» **EXERCISE REQUIREMENTS**: Copy the lines exactly, starting at the line that contains "bare tree | outline every instance" and ending at the line that contains "[[160,0],[159,7],[159,38],[156,51],[166,52],[167,25],[167,0]]", including both of those lines.

» **RAW RECORDS**:
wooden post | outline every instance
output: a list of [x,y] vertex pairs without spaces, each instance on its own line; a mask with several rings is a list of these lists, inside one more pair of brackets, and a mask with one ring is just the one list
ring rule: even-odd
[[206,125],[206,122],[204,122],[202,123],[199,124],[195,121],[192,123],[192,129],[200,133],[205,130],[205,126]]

--

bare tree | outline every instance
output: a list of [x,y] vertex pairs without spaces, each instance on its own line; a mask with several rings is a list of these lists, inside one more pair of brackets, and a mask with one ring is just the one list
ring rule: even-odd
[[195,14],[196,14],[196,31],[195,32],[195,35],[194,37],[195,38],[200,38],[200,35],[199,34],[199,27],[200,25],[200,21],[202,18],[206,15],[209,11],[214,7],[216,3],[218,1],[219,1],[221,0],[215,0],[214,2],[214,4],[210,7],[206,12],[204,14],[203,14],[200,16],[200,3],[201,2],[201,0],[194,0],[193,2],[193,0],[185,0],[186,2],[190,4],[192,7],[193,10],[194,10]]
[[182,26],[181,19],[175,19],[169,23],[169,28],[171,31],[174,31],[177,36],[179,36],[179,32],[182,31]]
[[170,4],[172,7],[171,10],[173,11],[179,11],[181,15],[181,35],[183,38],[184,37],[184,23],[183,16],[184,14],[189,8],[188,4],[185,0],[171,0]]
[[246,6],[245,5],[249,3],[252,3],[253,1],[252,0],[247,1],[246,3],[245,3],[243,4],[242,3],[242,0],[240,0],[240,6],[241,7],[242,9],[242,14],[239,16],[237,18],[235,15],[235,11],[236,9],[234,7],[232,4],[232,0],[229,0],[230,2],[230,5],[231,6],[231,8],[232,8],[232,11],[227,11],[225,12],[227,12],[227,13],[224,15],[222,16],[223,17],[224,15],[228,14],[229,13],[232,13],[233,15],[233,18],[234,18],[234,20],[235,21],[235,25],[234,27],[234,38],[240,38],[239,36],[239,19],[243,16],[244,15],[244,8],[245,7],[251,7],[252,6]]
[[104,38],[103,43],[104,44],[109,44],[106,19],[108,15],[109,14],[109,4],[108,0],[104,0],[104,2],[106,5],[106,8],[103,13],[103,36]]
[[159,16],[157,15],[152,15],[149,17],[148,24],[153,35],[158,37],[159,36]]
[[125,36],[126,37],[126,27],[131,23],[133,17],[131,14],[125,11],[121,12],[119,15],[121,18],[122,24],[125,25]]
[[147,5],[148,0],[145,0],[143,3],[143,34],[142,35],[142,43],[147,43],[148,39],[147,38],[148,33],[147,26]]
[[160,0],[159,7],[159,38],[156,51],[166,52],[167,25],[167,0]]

» **THE OUTPUT**:
bare tree | outline every instance
output: a list of [x,y] vertex pairs without spaces, each instance on its own line; a mask with several rings is a list of these lists, inside one more pair of brackets, and a mask with one ring is just the one list
ring rule: even-odd
[[195,14],[196,14],[196,31],[195,32],[195,35],[194,37],[195,38],[200,38],[200,35],[199,34],[199,27],[200,25],[200,21],[202,18],[206,15],[209,11],[214,7],[216,3],[218,1],[219,1],[221,0],[215,0],[214,2],[214,4],[210,7],[206,12],[204,14],[203,14],[200,16],[200,3],[201,2],[201,0],[194,0],[193,2],[193,0],[185,0],[186,2],[190,4],[192,7],[193,10],[194,10]]
[[182,26],[181,19],[175,19],[169,23],[169,28],[171,31],[174,31],[177,36],[179,36],[179,32],[182,31]]
[[170,4],[172,7],[171,10],[173,11],[179,11],[181,15],[181,35],[183,38],[184,37],[184,23],[183,16],[184,14],[189,8],[188,4],[185,0],[171,0]]
[[246,6],[245,5],[249,3],[252,3],[253,1],[252,0],[247,1],[246,3],[245,3],[243,4],[242,3],[242,0],[240,0],[240,6],[241,7],[242,9],[242,14],[239,16],[237,18],[235,15],[235,11],[236,9],[234,7],[232,4],[232,0],[229,0],[230,2],[230,5],[231,6],[231,8],[232,8],[232,11],[227,11],[225,12],[227,12],[227,13],[224,15],[222,16],[223,17],[224,15],[228,14],[229,13],[232,13],[233,15],[233,18],[234,18],[234,20],[235,21],[235,25],[234,27],[234,38],[240,38],[239,36],[239,19],[243,16],[244,15],[244,8],[245,7],[251,7],[252,6]]
[[104,38],[103,43],[104,44],[109,44],[106,19],[108,15],[109,14],[109,4],[108,0],[104,0],[104,2],[106,5],[106,8],[103,13],[103,36]]
[[159,16],[157,15],[152,15],[149,17],[148,24],[153,35],[158,37],[159,36]]
[[125,36],[126,37],[126,27],[131,23],[133,17],[131,14],[125,11],[121,12],[119,15],[121,18],[122,24],[125,25]]
[[147,5],[148,0],[145,0],[143,3],[143,34],[142,35],[142,43],[147,43],[148,39],[147,38],[148,33],[147,26]]
[[160,0],[159,7],[159,38],[156,51],[166,52],[167,25],[167,0]]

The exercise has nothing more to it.